● Stated problem: Copy the records below word for word, but leave out the pictures.

Box-labeled dataset extracts
• • • •
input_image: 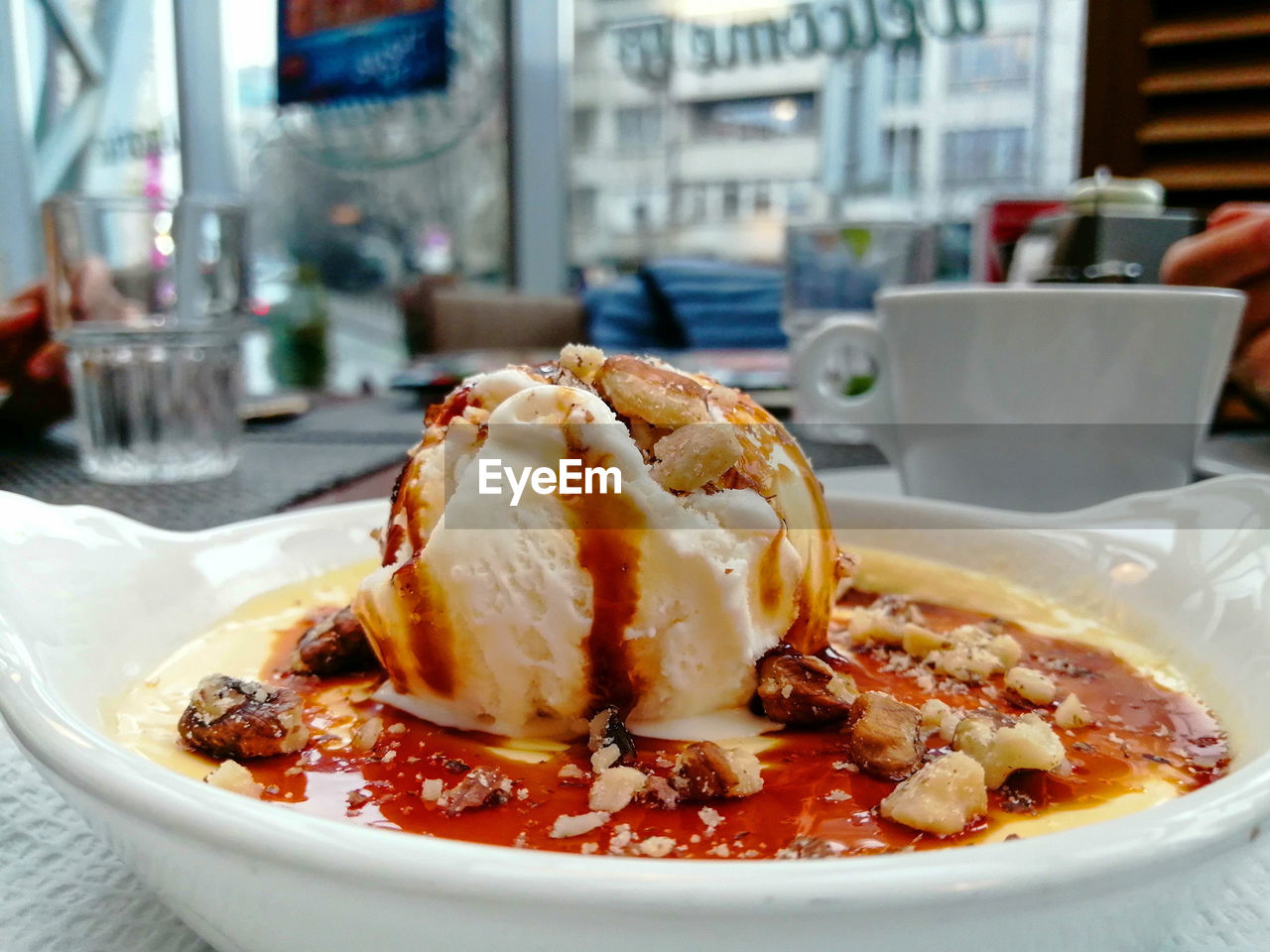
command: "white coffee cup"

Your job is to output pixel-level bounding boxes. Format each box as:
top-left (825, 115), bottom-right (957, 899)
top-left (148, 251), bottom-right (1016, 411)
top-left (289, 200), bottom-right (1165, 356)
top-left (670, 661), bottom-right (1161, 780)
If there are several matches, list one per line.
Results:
• • • •
● Written response:
input_image: 
command: "white coffee cup"

Your job is to output pixel-level bounding boxes. Format each box as:
top-left (825, 115), bottom-right (957, 899)
top-left (148, 251), bottom-right (1016, 411)
top-left (289, 200), bottom-right (1165, 356)
top-left (670, 661), bottom-right (1161, 780)
If there are several matches, list one per line.
Results:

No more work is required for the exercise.